## What needs to be done
In the entries that follow, find each line with the word "positive" and copy it.

## Data to examine
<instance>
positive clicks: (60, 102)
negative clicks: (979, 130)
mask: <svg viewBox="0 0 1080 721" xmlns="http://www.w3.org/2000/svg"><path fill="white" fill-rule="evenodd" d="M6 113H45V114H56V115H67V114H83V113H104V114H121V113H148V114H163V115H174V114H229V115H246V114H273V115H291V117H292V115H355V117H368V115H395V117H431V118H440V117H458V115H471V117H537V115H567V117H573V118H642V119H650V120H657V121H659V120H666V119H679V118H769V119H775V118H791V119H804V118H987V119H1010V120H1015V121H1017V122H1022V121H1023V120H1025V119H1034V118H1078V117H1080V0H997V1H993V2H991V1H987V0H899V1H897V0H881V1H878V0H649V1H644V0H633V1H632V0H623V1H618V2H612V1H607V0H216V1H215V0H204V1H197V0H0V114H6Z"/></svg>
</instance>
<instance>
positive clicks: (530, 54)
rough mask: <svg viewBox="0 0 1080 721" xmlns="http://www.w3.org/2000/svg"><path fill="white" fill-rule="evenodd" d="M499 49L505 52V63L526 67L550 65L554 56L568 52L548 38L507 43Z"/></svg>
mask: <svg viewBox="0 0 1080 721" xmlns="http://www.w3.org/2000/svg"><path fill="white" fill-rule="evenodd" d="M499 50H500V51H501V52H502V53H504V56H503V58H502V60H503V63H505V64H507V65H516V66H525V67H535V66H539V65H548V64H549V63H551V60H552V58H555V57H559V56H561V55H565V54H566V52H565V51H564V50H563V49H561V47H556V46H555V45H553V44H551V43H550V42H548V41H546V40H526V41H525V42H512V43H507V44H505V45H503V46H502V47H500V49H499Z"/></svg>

## Solution
positive clicks: (60, 102)
positive clicks: (530, 54)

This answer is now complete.